↓

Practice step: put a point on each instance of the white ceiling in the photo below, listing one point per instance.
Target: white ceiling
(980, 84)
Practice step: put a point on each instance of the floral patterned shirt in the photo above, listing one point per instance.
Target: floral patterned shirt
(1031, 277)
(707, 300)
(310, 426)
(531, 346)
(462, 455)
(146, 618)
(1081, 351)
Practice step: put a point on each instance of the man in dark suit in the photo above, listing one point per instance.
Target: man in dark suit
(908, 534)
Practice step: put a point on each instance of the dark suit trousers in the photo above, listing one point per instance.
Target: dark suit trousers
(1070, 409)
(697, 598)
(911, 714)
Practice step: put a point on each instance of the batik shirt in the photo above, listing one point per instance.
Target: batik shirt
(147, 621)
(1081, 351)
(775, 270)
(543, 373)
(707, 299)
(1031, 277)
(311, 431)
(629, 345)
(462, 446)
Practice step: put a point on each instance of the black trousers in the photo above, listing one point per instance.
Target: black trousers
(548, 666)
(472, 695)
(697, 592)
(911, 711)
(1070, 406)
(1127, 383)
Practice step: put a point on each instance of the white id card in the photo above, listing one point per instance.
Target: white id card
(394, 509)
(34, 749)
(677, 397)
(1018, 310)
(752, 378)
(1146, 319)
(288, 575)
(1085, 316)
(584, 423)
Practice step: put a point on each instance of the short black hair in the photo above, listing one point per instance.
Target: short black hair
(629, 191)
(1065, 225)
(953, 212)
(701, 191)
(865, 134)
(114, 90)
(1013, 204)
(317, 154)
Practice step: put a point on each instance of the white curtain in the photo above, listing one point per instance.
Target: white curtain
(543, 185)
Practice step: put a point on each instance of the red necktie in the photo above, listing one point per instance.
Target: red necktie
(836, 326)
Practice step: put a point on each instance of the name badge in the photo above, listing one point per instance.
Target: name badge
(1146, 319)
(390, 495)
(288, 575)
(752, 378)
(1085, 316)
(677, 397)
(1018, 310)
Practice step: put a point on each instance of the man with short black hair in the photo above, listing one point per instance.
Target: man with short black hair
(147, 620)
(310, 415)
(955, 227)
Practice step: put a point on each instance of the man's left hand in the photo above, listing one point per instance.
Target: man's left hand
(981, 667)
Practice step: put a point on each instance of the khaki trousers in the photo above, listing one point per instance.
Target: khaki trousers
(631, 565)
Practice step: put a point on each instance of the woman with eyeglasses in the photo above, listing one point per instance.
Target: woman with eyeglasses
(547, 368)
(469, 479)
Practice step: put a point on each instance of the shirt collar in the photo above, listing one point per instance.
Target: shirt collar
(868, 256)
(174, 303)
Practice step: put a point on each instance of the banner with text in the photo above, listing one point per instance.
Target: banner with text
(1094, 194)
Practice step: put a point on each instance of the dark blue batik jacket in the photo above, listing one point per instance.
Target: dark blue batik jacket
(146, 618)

↑

> **WHAT TO WORK ON**
Repeat each entry exactly.

> **FINISHED EXERCISE**
Practice step: put a point on each instance of the white ceiling in the photo below, listing one point per instance.
Target: white ceiling
(980, 84)
Practice step: put a point on each instance of the floral patterned shirt in the photo above, listing one point per instance.
Target: floral patterned shirt
(1031, 277)
(707, 300)
(310, 426)
(531, 346)
(462, 455)
(146, 618)
(1081, 351)
Practice step: put a point on each instance of the man in dark suit in the photo above, listing one point per instance.
Target: man in dark suit
(908, 534)
Practice step: put a point on each instance of the dark suit trousers in the photo above, listing one point per instance.
Target: dark suit trousers
(1070, 409)
(697, 598)
(911, 714)
Practice step: put a point on each instance of the batik shirt in the photo above, listing one point per instance.
Target: batik shirt
(147, 621)
(1081, 351)
(775, 270)
(543, 373)
(707, 299)
(1031, 277)
(311, 431)
(629, 345)
(462, 446)
Practice step: put a point on each instance of the black trousers in the photo above, listing one point per instance.
Target: black trousers
(548, 666)
(472, 695)
(697, 592)
(911, 711)
(1070, 406)
(1127, 383)
Practice step: put a point on each instance of the white id card in the photo above, listing one point per instance.
Target: white id card
(394, 509)
(34, 749)
(677, 397)
(1018, 310)
(752, 378)
(1146, 319)
(288, 575)
(1085, 316)
(584, 423)
Practice step: put a point on each instance of the short black hair in the photo above, listing one point per instance.
Target: short black hair
(629, 191)
(1065, 225)
(953, 212)
(701, 191)
(865, 134)
(114, 90)
(1013, 204)
(317, 154)
Practice step: put a point on each instance of the white curtain in the photo above, listing one point per instance.
Target: white curtain
(543, 185)
Practice step: put a point on each instance of the red necktie in the photo above, listing one point per instance.
Target: red necktie
(836, 326)
Practice step: put a point on each instance of the name badge in the photo above, listing one point per instance.
Target: name badge
(1146, 319)
(390, 495)
(288, 575)
(752, 378)
(1085, 316)
(677, 397)
(1018, 310)
Practice step: put a point on each instance of the man with short black hair in the photo above, listing one point per instance.
Target: man with short black hair
(147, 620)
(310, 415)
(955, 227)
Practice step: put a point on each instance of the man's left hand in the photo above, listing one point per instance.
Target: man's left hand
(981, 667)
Practice step: put a point on each instance of the khaki trousers in the photo above, listing one point per instance.
Target: khaki trousers
(631, 565)
Practice step: put a point on each instance of the woman with eyeglasses in the photo above, listing one point per instance.
Target: woman with eyeglasses
(547, 368)
(469, 479)
Practice step: put a point on each instance of the shirt collar in the photo above, listing one point per instance.
Target: shirt collar
(868, 256)
(174, 303)
Practice step: put a point on each instance of the banner with text in the photo above, listing one point per instance.
Target: banner with text
(1094, 194)
Practice step: put a point on each instance of the dark blue batik jacket in the photo above, listing one point per instance.
Target: dark blue batik jacket
(146, 618)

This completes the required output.